-- Textauszug --
============
P., 38, erzählt: „Papa muss weg, aber er hat niemandem weh getan.“So schildert sie es den Mädchen, die damals vier und sechs Jahre alt sind. Sie sagt auch: „Redet nicht darüber.“ Dass die Kinder in einem anderen Stadtteil in den Kindergarten gehen, kommt ihr entgegen. „Ich wollte nicht, dass andere Kinder böse Sprüche klopfen.“ Christel Brendle hört ihr aufmerksam zu. Sie ist stolz auf die Frau, die ihr gegenüber sitzt. Es ist eine andere als die, die einst durch ein Plakat den Weg zum „Treffpunkt“ gefunden hatte.

Hier beraten Brendle und Kollegen Angehörige von Inhaftierten. Susanne P. findet dort Halt und Informationen. „Ich war fertig, hatte zehn Kilo abgenommen, musste mit Anwälten sprechen, Besuche organisieren — und war zu Hause allein.“ Durch die Gruppe und Beratung im Treffpunkt merkte sie: Andere machen das auch durch. Heute lebt die Familie in „geordneten Verhältnissen“ — trotz der Schulden. Kfz-Mechaniker Peter P., 2006 noch Hartz-IV-Empfänger, hat Arbeit gefunden — dank einer Weiterbildung.

Was bleibt, ist das Stigma: Peter P. war im Gefängnis. Susanne P. ist mit einem Ex-Sträfling verheiratet. Das bleibt für immer so. Die inzwischen so taffe Frau wischt dies weg. Heute ist es für sie nur noch Vergangenheit. Vorurteile hat sie nicht oft erlebt. Und doch will sie ihren Namen nicht nennen. „Ich gehe damit natürlich nicht hausieren“, sagt Susanne P. .
============
(Daten zur Punktverortung in Bildern)

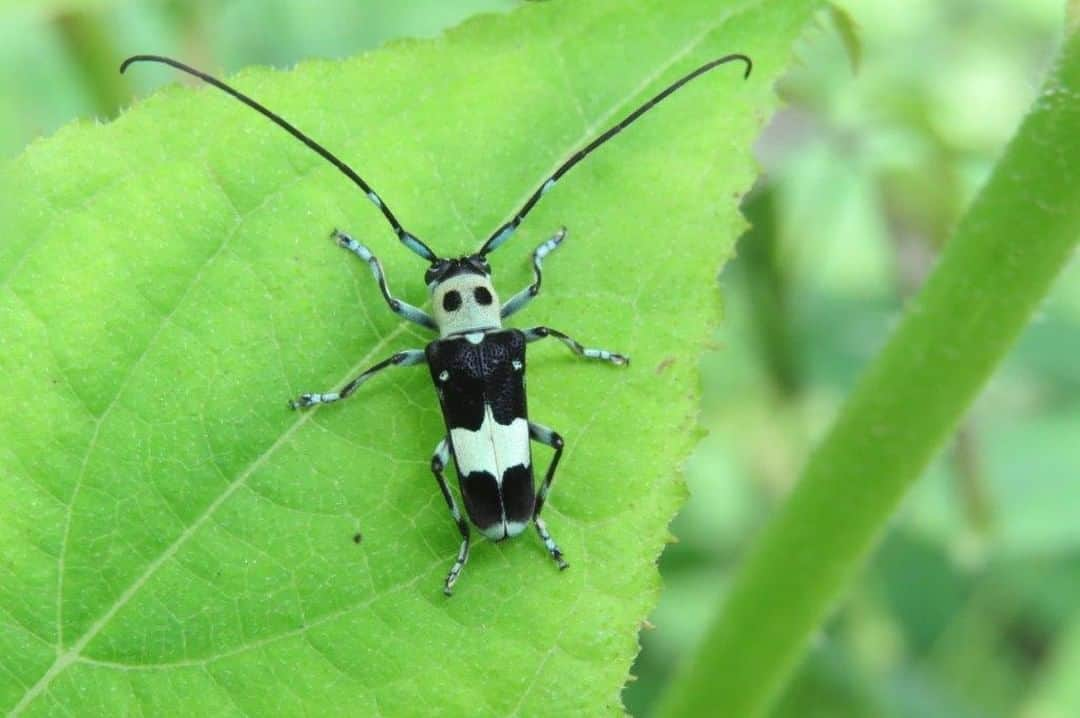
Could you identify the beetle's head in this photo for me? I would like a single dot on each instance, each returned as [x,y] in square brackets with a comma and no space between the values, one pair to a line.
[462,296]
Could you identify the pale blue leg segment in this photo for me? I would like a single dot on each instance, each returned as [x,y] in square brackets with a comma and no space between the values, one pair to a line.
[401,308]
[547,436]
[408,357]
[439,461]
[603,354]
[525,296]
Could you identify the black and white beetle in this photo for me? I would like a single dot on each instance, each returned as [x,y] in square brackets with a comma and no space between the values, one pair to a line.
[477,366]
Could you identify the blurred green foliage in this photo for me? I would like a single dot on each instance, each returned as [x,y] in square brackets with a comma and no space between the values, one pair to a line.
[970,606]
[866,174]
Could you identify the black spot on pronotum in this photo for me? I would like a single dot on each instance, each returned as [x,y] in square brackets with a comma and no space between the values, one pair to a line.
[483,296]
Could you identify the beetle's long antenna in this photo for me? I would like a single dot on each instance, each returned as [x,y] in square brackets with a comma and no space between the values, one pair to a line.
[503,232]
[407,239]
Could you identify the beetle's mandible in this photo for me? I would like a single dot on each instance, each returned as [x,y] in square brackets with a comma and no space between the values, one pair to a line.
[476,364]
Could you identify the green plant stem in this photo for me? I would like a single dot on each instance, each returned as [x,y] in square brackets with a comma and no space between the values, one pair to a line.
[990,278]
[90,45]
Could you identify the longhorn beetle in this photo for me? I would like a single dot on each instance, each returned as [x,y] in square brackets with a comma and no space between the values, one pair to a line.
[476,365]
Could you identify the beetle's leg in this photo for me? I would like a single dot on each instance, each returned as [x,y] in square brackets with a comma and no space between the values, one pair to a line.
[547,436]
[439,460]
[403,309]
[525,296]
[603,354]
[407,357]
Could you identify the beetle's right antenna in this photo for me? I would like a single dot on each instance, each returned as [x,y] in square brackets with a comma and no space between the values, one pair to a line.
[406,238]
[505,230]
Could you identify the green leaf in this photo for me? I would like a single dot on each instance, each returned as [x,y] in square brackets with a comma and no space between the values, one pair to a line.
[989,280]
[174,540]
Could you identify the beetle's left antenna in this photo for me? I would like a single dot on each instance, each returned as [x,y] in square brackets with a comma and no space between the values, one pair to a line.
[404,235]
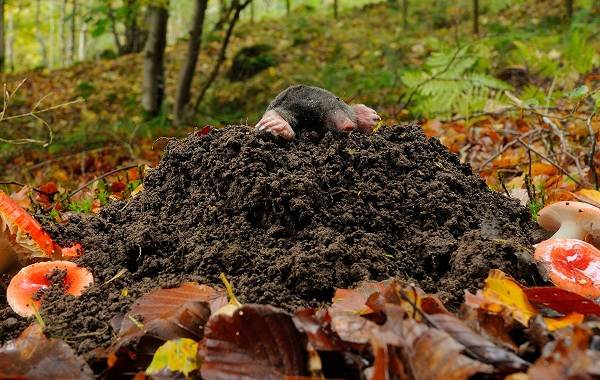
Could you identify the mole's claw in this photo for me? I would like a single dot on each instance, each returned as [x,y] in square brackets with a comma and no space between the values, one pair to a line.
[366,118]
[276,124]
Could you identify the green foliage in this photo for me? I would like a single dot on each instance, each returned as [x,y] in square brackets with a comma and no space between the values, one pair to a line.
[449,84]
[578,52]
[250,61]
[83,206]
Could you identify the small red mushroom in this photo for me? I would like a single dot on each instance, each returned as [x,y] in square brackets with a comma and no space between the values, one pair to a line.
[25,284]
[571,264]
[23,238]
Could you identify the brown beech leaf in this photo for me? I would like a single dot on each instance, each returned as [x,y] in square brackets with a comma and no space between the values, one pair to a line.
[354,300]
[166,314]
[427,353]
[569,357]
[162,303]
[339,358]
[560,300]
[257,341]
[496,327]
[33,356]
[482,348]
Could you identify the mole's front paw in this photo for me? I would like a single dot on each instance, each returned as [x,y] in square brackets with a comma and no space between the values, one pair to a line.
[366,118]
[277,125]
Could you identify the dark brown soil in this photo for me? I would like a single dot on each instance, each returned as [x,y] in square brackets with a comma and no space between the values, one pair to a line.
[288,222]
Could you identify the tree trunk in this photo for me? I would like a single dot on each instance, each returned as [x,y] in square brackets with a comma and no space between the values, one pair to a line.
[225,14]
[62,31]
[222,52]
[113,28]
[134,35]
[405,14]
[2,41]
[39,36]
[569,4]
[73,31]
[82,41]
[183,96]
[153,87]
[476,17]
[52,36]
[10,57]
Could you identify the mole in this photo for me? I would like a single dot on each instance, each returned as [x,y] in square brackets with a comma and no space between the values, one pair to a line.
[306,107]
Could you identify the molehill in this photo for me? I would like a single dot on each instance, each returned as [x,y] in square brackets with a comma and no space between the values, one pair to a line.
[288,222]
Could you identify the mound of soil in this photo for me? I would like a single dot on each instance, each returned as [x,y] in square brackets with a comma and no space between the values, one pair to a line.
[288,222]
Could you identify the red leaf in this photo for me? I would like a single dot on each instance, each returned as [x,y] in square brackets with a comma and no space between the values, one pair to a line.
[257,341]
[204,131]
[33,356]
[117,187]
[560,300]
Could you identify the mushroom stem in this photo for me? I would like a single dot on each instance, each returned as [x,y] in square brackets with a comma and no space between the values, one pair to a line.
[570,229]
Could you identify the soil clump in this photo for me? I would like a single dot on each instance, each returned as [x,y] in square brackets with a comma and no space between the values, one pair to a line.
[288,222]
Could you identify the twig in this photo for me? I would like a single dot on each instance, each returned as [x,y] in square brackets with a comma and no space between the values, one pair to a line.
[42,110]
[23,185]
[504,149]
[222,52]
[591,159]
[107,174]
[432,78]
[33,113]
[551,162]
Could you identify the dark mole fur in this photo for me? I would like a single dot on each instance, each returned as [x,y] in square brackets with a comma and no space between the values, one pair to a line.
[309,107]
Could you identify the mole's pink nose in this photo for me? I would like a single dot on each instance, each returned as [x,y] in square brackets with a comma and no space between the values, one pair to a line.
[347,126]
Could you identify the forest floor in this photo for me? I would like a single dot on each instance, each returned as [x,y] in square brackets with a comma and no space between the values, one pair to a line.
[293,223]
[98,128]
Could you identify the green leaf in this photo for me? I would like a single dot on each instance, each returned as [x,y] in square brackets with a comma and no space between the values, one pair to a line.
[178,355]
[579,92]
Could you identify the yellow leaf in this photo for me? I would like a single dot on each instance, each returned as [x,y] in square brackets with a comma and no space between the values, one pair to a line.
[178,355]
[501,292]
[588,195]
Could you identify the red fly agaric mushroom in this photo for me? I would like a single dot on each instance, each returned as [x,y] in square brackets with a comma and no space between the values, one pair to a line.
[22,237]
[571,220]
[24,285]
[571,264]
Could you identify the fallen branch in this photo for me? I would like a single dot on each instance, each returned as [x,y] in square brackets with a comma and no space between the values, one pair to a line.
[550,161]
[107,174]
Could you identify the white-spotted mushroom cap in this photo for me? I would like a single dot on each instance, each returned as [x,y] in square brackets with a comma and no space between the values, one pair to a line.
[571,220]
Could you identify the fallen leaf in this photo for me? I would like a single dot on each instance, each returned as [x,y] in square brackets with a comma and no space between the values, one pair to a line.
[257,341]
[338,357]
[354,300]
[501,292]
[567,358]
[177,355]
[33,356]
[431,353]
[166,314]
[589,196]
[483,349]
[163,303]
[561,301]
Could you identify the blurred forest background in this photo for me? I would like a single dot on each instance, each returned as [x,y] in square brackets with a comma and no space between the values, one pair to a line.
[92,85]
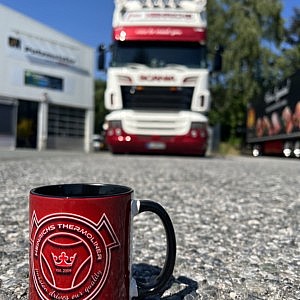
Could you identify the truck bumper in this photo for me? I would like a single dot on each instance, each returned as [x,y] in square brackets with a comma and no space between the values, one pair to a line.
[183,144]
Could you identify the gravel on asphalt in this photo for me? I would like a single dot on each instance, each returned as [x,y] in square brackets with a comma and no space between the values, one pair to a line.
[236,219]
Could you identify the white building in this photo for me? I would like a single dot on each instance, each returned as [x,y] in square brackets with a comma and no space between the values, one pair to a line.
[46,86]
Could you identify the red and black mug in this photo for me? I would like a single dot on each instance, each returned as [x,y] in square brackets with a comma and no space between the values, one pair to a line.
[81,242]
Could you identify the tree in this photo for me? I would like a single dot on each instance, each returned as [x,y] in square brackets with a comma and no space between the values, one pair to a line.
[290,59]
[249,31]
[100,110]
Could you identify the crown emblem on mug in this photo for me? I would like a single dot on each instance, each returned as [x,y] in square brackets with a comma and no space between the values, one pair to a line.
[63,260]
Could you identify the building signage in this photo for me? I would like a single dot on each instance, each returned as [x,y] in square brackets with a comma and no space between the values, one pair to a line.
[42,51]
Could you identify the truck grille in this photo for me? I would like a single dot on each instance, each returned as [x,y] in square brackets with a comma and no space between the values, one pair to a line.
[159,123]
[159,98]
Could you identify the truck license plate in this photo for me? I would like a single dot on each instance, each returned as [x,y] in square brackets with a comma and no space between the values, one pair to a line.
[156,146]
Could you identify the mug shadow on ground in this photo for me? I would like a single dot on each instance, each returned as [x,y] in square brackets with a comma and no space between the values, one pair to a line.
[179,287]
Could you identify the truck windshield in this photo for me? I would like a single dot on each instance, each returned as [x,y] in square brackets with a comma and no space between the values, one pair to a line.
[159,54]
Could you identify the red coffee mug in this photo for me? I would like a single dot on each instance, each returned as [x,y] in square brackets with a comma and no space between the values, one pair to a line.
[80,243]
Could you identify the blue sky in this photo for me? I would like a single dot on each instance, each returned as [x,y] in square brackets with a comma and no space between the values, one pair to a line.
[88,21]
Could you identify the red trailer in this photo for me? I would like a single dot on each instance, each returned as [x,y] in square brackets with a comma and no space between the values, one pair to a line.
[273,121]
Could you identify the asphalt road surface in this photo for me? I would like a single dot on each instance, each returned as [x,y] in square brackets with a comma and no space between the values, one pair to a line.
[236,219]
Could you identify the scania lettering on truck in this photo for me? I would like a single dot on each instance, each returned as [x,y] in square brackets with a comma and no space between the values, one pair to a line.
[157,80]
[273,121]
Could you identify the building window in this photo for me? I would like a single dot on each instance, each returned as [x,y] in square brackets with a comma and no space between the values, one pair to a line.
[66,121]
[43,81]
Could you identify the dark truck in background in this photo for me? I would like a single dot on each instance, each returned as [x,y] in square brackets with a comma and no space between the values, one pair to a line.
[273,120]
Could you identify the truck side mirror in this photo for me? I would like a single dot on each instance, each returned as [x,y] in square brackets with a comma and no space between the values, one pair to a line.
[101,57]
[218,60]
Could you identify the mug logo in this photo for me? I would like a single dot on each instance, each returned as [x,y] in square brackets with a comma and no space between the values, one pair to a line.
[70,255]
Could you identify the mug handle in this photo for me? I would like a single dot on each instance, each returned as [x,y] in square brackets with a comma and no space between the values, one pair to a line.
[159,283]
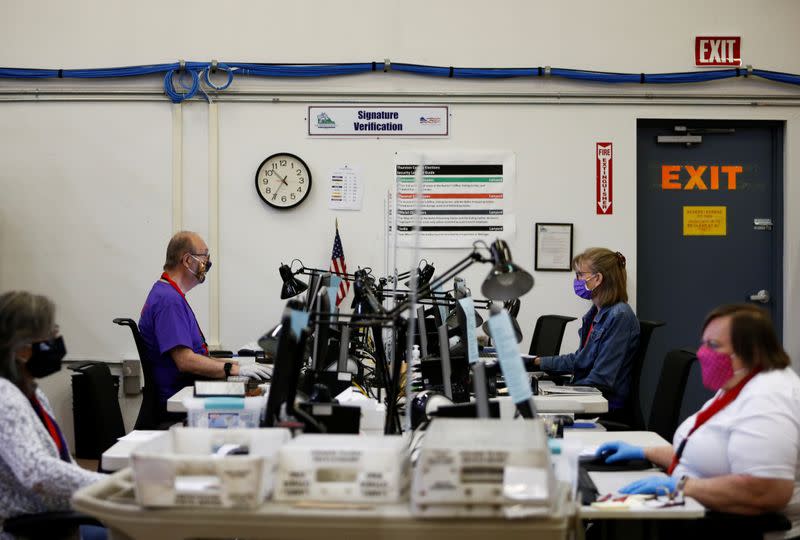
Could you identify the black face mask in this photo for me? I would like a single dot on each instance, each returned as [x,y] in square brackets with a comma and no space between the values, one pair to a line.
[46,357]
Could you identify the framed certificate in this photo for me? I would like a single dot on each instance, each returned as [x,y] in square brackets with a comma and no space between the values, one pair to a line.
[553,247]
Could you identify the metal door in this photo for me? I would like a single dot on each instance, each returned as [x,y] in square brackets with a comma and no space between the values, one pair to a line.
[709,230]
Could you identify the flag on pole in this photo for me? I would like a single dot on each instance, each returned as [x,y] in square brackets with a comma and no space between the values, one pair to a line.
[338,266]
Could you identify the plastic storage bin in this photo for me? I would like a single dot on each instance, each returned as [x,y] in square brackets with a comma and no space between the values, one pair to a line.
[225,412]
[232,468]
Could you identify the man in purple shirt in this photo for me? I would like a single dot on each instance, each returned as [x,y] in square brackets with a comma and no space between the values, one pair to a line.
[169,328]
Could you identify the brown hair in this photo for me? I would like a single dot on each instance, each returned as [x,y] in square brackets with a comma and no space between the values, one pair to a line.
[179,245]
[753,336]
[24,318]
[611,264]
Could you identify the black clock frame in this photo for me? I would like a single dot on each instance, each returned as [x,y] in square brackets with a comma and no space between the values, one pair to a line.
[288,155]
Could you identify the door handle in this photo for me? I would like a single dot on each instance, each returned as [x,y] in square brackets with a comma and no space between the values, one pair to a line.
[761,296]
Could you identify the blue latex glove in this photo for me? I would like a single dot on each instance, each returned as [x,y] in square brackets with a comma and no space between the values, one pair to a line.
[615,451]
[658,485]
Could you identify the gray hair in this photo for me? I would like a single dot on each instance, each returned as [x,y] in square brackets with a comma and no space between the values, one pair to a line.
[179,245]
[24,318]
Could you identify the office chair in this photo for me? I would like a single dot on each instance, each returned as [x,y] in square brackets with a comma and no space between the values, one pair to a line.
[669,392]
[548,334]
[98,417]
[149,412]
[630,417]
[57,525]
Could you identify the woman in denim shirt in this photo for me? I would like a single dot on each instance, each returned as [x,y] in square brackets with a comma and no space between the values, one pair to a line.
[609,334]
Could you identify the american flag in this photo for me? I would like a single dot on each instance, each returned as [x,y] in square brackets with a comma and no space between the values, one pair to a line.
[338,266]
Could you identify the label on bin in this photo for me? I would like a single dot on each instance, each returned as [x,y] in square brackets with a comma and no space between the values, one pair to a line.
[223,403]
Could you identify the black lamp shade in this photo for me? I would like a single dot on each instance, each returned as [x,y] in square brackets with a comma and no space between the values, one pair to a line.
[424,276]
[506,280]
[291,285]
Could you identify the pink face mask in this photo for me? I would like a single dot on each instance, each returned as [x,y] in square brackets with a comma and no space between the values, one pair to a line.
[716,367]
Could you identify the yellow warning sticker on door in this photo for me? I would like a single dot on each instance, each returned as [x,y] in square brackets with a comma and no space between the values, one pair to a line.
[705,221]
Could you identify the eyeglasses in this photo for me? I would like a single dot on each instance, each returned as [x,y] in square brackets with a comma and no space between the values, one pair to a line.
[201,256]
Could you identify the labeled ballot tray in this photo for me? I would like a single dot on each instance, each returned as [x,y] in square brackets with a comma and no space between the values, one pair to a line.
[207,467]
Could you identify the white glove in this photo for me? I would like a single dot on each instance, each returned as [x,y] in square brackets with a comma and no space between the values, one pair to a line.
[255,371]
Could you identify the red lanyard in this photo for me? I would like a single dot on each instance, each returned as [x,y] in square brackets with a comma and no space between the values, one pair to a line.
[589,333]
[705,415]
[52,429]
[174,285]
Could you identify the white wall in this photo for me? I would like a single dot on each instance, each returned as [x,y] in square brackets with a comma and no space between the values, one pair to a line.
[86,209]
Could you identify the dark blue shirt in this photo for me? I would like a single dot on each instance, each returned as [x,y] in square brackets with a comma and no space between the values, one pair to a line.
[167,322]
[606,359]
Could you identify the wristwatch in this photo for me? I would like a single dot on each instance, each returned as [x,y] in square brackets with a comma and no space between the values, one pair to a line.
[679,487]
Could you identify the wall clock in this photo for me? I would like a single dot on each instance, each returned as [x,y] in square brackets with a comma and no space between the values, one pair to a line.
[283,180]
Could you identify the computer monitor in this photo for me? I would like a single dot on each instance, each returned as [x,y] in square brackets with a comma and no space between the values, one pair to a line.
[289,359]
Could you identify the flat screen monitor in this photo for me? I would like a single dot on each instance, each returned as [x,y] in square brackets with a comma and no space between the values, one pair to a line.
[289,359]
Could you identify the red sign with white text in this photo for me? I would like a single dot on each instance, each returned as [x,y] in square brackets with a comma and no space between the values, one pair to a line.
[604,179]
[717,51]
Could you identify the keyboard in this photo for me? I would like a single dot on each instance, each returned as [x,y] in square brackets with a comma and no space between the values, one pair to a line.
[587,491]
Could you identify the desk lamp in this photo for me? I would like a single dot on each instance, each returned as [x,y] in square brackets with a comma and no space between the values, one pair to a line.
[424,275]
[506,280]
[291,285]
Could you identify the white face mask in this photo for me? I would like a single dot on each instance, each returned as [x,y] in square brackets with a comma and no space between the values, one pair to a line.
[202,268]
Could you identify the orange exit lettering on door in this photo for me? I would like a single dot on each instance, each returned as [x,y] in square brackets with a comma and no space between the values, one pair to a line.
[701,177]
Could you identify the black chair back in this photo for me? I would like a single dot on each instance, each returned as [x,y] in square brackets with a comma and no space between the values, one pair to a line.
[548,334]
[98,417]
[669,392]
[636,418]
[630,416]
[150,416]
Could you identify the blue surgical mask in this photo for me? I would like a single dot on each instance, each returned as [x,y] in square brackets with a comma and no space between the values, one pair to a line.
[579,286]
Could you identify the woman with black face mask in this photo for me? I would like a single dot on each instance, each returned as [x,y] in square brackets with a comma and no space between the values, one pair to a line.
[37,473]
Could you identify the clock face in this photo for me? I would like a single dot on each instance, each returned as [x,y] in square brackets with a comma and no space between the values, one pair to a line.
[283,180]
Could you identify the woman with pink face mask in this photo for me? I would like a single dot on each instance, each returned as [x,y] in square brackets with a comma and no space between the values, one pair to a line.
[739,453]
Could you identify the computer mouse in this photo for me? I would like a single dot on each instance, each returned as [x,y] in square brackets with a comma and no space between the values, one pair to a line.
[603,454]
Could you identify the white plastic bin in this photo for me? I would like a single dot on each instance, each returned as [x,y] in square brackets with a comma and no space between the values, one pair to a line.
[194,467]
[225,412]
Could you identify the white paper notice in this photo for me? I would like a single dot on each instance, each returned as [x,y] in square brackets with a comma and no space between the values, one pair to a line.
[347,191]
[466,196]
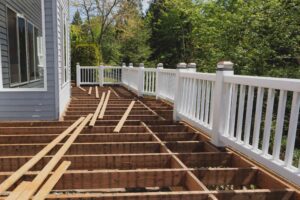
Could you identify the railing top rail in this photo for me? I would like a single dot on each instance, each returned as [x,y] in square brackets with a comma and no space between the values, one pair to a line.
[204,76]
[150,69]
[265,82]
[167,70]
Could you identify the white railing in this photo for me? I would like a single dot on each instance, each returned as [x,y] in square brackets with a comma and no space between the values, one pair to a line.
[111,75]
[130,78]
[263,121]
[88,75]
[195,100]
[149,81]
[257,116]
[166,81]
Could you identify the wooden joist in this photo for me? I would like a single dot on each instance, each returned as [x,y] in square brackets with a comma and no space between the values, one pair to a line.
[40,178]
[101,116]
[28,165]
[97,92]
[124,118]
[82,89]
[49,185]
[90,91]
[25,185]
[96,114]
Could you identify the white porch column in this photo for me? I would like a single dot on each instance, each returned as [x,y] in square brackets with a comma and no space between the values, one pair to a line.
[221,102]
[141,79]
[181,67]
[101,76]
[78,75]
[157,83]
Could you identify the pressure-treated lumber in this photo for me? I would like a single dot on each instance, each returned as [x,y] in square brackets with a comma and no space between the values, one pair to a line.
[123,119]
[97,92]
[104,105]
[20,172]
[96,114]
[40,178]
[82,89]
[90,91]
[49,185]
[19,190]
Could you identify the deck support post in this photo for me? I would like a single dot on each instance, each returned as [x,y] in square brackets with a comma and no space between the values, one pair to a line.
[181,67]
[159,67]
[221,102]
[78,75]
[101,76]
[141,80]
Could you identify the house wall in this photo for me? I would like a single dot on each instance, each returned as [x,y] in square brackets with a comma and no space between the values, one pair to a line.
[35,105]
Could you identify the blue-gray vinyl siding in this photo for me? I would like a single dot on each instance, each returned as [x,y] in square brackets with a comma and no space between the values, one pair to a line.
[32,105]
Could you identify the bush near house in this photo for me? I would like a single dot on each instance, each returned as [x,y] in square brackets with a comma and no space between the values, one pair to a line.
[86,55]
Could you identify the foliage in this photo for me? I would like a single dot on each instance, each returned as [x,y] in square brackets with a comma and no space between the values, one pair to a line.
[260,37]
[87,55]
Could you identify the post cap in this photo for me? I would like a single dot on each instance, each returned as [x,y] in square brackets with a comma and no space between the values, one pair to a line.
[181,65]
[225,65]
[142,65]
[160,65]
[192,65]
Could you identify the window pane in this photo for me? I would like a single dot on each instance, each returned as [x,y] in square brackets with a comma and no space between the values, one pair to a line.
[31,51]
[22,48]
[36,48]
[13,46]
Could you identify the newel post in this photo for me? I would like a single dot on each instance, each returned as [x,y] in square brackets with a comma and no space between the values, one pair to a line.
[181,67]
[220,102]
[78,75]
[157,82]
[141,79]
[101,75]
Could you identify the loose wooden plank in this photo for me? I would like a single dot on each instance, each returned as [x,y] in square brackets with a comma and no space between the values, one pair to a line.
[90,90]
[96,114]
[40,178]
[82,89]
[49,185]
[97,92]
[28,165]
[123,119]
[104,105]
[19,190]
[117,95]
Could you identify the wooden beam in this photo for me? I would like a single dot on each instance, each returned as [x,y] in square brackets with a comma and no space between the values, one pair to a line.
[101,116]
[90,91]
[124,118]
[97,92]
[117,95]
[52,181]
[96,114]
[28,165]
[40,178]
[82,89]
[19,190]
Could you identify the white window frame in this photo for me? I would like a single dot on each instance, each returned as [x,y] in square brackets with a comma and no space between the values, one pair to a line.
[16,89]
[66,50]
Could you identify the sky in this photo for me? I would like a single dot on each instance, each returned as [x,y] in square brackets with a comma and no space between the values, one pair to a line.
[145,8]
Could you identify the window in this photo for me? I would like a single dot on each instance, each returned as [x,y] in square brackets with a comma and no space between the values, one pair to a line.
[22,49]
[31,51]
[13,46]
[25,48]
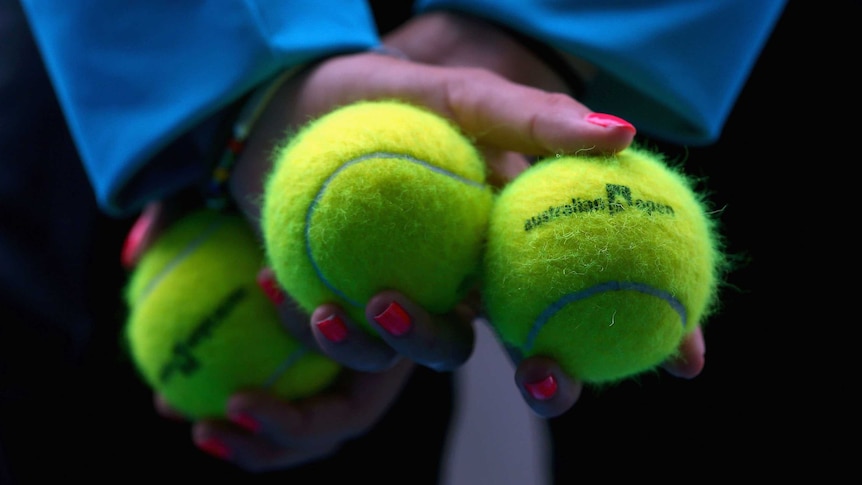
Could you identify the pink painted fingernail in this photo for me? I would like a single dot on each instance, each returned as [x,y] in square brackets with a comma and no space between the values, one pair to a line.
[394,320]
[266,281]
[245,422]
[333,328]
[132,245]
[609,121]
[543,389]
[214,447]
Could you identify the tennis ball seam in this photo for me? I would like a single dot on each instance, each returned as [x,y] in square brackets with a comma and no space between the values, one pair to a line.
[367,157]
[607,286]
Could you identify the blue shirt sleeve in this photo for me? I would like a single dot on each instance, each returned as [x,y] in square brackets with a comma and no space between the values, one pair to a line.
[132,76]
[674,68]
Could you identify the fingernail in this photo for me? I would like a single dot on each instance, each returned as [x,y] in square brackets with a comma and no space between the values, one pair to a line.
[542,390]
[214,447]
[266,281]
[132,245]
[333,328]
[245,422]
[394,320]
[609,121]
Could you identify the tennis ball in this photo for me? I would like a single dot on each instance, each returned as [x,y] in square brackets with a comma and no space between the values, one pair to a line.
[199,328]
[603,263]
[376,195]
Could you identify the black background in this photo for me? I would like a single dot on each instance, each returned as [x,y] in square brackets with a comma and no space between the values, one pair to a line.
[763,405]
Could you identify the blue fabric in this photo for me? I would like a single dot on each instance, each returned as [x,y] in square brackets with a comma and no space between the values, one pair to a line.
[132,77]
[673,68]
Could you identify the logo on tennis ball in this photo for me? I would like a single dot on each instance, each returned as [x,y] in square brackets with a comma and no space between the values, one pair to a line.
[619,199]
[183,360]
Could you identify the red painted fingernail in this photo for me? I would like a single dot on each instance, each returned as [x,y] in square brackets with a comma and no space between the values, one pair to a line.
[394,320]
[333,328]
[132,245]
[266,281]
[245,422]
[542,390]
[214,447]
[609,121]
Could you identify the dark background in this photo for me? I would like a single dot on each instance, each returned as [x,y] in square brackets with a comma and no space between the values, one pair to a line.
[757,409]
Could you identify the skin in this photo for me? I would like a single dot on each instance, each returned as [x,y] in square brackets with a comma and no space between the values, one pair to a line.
============
-- Aufgabe --
Schreib den Textauszug über Susanne P. und ihre Familie vollständig und wortgetreu ab.

-- Lösung --
P., 38, erzählt: „Papa muss weg, aber er hat niemandem weh getan.“So schildert sie es den Mädchen, die damals vier und sechs Jahre alt sind. Sie sagt auch: „Redet nicht darüber.“ Dass die Kinder in einem anderen Stadtteil in den Kindergarten gehen, kommt ihr entgegen. „Ich wollte nicht, dass andere Kinder böse Sprüche klopfen.“ Christel Brendle hört ihr aufmerksam zu. Sie ist stolz auf die Frau, die ihr gegenüber sitzt. Es ist eine andere als die, die einst durch ein Plakat den Weg zum „Treffpunkt“ gefunden hatte.

Hier beraten Brendle und Kollegen Angehörige von Inhaftierten. Susanne P. findet dort Halt und Informationen. „Ich war fertig, hatte zehn Kilo abgenommen, musste mit Anwälten sprechen, Besuche organisieren — und war zu Hause allein.“ Durch die Gruppe und Beratung im Treffpunkt merkte sie: Andere machen das auch durch. Heute lebt die Familie in „geordneten Verhältnissen“ — trotz der Schulden. Kfz-Mechaniker Peter P., 2006 noch Hartz-IV-Empfänger, hat Arbeit gefunden — dank einer Weiterbildung.

Was bleibt, ist das Stigma: Peter P. war im Gefängnis. Susanne P. ist mit einem Ex-Sträfling verheiratet. Das bleibt für immer so. Die inzwischen so taffe Frau wischt dies weg. Heute ist es für sie nur noch Vergangenheit. Vorurteile hat sie nicht oft erlebt. Und doch will sie ihren Namen nicht nennen. „Ich gehe damit natürlich nicht hausieren“, sagt Susanne P. .